## EXCERPT TO READ:
++++++++++
You really can't put music in geographical places, because country music probably came out of the Midwest as opposed to the south. But I'd say Muscle Shoals is one of the hottest recording scenes in the United States, and it's one that we relate to more than we relate to Nashville or L.A. We try to make our recording sessions sort of like Muscles Shoals rather than Nashville. We didn't hire a bunch of X musicians, we all concentrated within ourselves on doing it. And we just hung out - and did it together.
Chris Ethridge: "You remember all of those cats that did 'Where Have You Been,' and a real good song, 'You Better Move On' - all of those tunes, remember those tunes? Those were some of the first ones cut down in Muscle Shoals, and that was like ten years ago, or eight years ago. Old Rick Hall, you know, he got himself a studio, and started getting the local cats from around there coming in. And Joe South and Tommy Roe would come in from Atlanta, and they'd cut some stuff, like 'Carol' - do you remember that record 'Carol'? there was a guy in the background going 'Ompah, ompah,' like that; well, that was a farmer from Dewy, Alabama who was a friend of Dan Penn's, and he came up to visit - so they put him on a record; and there he was, you know, he made it.
Gram: "On 'Hippie Boy' ...I mean, the album (The Gilded Palace of Sin) goes from like Everly Bros. cuts to more modern, polished things. But at the end of the album, there's like all of our friends there singing: the GTO's, Joel Scott Hill, Johnny Barbatoes, Henry Louie, Larry March, Bobby McMann - we're all like singing together, 'There'll be peace in the valley.' We had a real good time doing the album.
WH: "The thing is with that song ('Hippie Boy') - the talking kind of country song has the potential for being sentimental, and yet it doesn't become so."
Gram: "Yeah, well - that song - We had the idea from the very beginning; we kept saying, we got to do a song called 'Hippie Boy' about Chicago, and it's got to be a narrative song, and Chris Hillman has to do it; and he has to drink a fifth of scotch before he does it - just to really feel the whole thing; not smoke an ounce of grass - but drink a fifth of scotch and do a narrative. And let's see someone else do that - let's see McGuinn do it."
WH: "It seemed like the toughest challenge of the record."
++++++++++
## SOURCE EXCERPT:
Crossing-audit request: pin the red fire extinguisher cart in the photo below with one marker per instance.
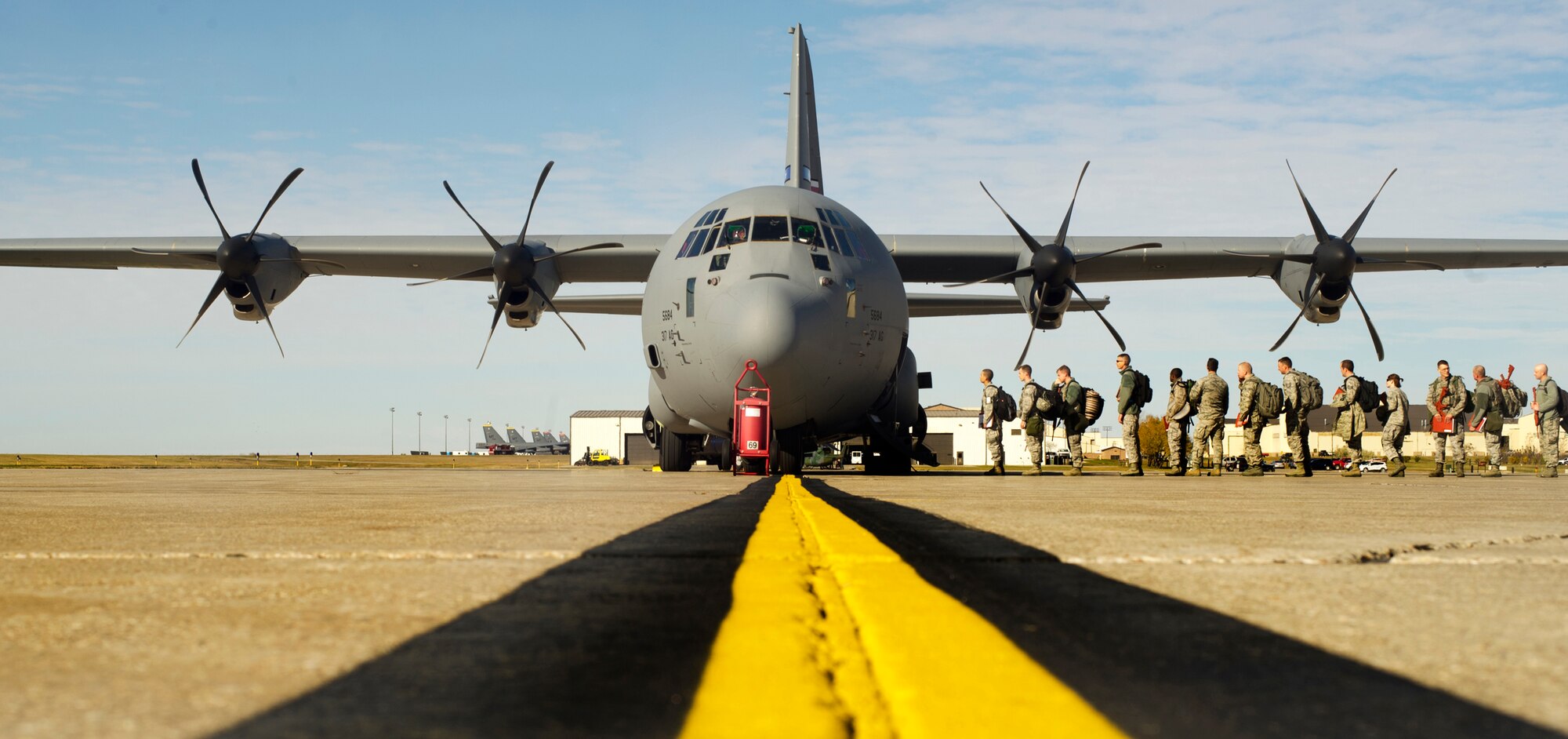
++++++++++
## WRITTEN TASK A:
In the interview excerpt, list everyone Gram names as singing together at the end of the album.
## WRITTEN TASK B:
Reproduce the interview excerpt word for word, from "You really can't" to "did it together.".

## FULL OUTPUT A:
The GTO's, Joel Scott Hill, Johnny Barbatoes, Henry Louie, Larry March, Bobby McMann

## FULL OUTPUT B:
You really can't put music in geographical places, because country music probably came out of the Midwest as opposed to the south. But I'd say Muscle Shoals is one of the hottest recording scenes in the United States, and it's one that we relate to more than we relate to Nashville or L.A. We try to make our recording sessions sort of like Muscles Shoals rather than Nashville. We didn't hire a bunch of X musicians, we all concentrated within ourselves on doing it. And we just hung out - and did it together.